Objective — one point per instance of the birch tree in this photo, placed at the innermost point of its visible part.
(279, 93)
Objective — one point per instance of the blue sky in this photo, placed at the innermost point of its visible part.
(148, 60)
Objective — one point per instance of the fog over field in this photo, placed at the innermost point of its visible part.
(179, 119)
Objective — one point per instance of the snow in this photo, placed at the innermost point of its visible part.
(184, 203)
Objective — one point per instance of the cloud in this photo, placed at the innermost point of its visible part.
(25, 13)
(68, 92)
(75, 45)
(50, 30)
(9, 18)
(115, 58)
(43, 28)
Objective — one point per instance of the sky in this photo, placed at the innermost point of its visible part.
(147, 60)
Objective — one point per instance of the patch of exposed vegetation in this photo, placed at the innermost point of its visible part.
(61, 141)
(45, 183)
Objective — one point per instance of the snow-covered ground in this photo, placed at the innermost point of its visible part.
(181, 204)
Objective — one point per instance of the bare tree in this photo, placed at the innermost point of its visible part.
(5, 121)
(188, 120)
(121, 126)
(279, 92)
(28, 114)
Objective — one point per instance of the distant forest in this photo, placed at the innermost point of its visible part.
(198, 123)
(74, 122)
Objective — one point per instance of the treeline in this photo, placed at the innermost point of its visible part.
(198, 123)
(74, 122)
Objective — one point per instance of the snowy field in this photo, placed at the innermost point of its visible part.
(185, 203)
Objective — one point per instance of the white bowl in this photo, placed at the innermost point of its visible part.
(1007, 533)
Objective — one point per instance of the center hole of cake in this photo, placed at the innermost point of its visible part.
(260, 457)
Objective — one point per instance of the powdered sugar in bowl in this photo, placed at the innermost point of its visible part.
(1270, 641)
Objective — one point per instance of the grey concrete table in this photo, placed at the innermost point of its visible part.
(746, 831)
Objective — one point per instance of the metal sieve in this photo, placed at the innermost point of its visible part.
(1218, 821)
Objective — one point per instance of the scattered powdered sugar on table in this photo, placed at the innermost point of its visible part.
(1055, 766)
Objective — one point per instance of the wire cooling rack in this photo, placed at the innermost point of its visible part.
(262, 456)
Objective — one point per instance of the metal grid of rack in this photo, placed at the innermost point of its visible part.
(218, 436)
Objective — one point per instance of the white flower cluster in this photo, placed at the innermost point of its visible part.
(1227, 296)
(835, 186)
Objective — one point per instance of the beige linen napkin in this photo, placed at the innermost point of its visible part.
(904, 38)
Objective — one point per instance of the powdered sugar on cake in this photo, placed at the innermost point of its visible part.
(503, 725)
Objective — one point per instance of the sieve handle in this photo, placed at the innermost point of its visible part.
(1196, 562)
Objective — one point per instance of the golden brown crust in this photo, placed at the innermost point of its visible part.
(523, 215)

--------------------------------

WORK INSTRUCTIONS: Reproduce all of the records above, substituting "deepest point" for "innermost point" wherever it occurs and leaving everything else unchanged.

WRITTEN SOLUTION:
Objective — one point per instance of the birch tree in this photo, placed at the deepest point of its visible part.
(279, 93)
Objective — one point per instance of the blue sky in this photo, placed at the deepest point of its visible part.
(148, 60)
Objective — one point per instance of the fog over field in this photo, placed at the deepest point of its visible part.
(179, 119)
Objective — one point per instance of the snow in this photo, placed at the deepest point of its visible part.
(184, 203)
Objective — one point per instance of the cloud in this photo, placed at the deepest point of its visible part.
(25, 13)
(68, 92)
(75, 45)
(50, 30)
(9, 18)
(115, 58)
(43, 28)
Objective — one point per instance of the sky in this photo, placed at the deepest point of its visible part.
(147, 60)
Objective — one point per instance of the patch of exposed vegetation in this photo, placed at the deepest point of its visible part.
(61, 141)
(45, 183)
Objective — one point per instance of the snow-covered ground in this photo, placed at the deepest point of its visible part.
(181, 204)
Objective — one point per instance of the bare tree in this photo, placed at the deepest point of its visible part.
(5, 121)
(188, 120)
(121, 126)
(279, 92)
(28, 114)
Objective — one point per instance of the distant forest in this photo, placed at the deepest point of its visible part.
(198, 123)
(74, 122)
Objective — one point per instance of the treeline in this photo, placed at the deepest point of its visible part.
(198, 123)
(74, 122)
Objective — one point per instance of the snowy field in this photo, placed at the deepest point of its visible part.
(185, 203)
Objective — one point per instance of the white bowl in this photo, placed at the deepest point of its visible part.
(1007, 533)
Objective — one point per instance of the center hole of cake in this photo, placed at the deepest point of its visible part.
(260, 457)
Objective — one point per instance of the powdered sugar in bowl in this photo, placed at the deepest point of its visible part.
(1270, 641)
Objective — one point per instance of the grey concrete table in this photo, placed at the deepest point of its visible part.
(746, 831)
Objective — one point per instance of the metal sieve in this photo, placed at the deepest point of its visible part.
(1218, 821)
Objective — one point per instance of the scattered powdered sugar on table in this photo, placed at the deepest point of its visible part.
(1055, 766)
Objective — one point per instance of the wire cooling rack in this photo, placed at the deepest point of its visible part.
(262, 456)
Objective — one point per instance of the metal grid of rack in this photo, placed at the deepest point of its visible part.
(218, 436)
Objective — one point per instance of the white flower cluster in this photo, placed at the deepest point of its visible part.
(1227, 296)
(835, 186)
Objective — one point per instance of the beige linen napkin in this photo, placed at the deepest point of its visible part.
(904, 38)
Objective — one point per instance of the powdered sugar on cake in this photo, placed at the deepest point of its visible part.
(503, 725)
Objective — one point per instance of the sieve handle in this photo, placed at the deepest point of its visible part.
(1196, 562)
Objective — one point per instance of the golden brown crust in this photo, placed at the deepest point of its visible part.
(523, 215)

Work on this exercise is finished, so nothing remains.